## Exercise aim
Reproduce, with no alteration, the span of lines that begins at the line containing "Phrase -- pale blue sky" and ends at the last line of the records, both ends included, and nothing else.

(Records drawn from a dataset)
━━━━━━━━

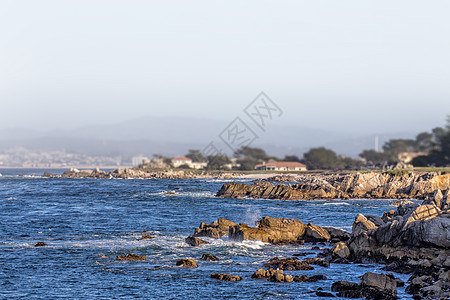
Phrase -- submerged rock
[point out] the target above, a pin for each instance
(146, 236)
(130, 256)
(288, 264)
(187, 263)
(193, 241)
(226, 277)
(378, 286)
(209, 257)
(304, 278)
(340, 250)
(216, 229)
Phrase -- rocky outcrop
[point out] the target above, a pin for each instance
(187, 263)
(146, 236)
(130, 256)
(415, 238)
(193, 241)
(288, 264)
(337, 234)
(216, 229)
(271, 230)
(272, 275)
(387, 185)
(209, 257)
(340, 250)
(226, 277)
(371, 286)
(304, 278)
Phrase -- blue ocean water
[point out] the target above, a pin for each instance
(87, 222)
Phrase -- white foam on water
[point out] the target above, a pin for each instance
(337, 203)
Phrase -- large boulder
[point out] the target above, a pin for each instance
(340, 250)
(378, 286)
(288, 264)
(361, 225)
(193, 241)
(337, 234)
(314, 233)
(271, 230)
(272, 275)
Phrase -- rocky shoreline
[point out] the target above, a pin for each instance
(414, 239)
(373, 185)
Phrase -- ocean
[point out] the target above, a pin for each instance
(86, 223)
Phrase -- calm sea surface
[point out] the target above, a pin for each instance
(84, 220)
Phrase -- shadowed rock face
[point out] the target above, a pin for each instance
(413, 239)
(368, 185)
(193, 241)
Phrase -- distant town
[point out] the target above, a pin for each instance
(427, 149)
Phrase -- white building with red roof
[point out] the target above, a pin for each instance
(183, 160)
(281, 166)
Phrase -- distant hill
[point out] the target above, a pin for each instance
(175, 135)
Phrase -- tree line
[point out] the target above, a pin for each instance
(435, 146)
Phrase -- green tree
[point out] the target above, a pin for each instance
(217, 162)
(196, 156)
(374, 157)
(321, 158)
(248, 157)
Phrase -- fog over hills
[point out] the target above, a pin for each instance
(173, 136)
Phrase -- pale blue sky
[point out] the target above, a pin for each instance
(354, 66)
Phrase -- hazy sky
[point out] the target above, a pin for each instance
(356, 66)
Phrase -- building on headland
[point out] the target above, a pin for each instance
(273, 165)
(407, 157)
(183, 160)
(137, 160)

━━━━━━━━

## Exercise output
Phrase -- pale blue sky
[point out] the target above, a pin for each instance
(354, 66)
Phrase -- hazy sky
[point out] the target above, a pin for each instance
(356, 66)
Phrase -- building on headland
[point out] the target above, a pin for each instance
(273, 165)
(407, 157)
(183, 160)
(137, 160)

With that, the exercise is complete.